Consigne: Comptez les lignes des enregistrements ci-dessous où figure le mot « distant ». Donnez uniquement ce nombre.

━━━ Enregistrements fournis

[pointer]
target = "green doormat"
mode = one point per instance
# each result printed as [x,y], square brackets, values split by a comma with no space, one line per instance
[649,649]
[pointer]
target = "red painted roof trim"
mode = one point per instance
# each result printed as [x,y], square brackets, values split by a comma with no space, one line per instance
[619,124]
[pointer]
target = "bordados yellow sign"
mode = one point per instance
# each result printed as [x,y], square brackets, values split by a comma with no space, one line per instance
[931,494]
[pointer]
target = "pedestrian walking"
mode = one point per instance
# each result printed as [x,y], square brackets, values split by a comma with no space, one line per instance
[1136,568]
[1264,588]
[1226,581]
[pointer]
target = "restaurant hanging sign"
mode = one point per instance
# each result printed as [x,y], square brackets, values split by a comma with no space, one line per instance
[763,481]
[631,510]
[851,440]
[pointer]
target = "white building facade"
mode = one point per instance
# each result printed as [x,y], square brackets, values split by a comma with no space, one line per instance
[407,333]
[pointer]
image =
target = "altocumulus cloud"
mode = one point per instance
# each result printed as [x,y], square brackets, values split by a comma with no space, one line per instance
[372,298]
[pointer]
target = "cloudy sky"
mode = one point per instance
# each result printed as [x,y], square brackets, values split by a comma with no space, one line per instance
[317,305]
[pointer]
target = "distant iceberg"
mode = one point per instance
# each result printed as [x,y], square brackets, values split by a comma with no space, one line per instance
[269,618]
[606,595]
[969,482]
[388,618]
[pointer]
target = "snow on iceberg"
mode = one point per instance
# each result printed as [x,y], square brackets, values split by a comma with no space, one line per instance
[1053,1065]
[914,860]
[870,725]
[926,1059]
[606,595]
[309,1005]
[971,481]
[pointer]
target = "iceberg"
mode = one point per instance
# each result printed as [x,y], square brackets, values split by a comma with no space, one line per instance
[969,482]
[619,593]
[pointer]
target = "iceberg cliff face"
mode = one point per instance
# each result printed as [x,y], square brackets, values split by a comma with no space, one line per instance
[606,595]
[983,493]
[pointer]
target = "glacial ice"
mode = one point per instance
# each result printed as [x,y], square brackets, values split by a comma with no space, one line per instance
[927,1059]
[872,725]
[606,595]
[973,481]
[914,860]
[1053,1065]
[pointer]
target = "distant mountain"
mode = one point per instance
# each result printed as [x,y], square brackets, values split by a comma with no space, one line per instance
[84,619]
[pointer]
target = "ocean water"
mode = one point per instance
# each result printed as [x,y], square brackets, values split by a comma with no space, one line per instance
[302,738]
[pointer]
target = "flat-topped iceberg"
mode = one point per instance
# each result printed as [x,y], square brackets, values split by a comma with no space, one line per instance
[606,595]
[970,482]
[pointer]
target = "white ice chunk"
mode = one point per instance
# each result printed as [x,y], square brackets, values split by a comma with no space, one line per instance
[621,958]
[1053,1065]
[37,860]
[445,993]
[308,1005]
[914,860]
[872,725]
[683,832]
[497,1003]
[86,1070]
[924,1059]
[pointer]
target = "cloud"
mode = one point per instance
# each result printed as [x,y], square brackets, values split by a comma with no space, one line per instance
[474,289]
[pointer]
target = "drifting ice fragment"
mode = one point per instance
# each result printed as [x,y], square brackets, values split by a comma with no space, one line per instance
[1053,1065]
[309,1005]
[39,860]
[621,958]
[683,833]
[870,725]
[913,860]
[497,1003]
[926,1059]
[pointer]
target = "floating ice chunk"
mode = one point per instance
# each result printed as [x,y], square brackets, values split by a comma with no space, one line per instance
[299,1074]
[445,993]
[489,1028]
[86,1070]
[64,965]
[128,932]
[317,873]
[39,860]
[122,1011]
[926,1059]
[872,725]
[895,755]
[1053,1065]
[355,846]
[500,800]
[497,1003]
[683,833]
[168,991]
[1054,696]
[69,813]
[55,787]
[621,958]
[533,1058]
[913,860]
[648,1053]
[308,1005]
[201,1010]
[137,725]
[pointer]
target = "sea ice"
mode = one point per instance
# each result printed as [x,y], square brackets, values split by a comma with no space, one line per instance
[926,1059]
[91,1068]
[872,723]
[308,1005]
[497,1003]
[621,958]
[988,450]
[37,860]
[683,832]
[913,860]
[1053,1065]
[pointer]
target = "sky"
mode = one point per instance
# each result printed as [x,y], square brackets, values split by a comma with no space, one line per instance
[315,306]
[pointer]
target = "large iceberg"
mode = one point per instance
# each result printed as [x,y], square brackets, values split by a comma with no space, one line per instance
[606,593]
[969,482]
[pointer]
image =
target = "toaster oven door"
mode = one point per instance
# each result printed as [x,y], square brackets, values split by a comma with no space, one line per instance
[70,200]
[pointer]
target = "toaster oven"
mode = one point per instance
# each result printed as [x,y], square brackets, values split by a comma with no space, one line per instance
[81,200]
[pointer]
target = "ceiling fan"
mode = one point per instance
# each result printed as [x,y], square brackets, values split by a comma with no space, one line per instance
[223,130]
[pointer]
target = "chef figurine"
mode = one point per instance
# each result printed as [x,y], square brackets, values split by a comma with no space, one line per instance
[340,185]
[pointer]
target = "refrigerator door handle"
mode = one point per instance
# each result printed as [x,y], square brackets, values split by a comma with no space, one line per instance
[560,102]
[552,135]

━━━━━━

Résultat: 2